## BEGIN
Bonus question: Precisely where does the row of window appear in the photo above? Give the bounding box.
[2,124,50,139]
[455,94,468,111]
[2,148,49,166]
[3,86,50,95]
## END
Copy the records above word for word.

▶ **Output**
Bonus question: Precisely where does the row of window appear in the photo above? Give the bounding box.
[2,124,50,139]
[455,94,468,111]
[2,148,49,166]
[3,86,50,95]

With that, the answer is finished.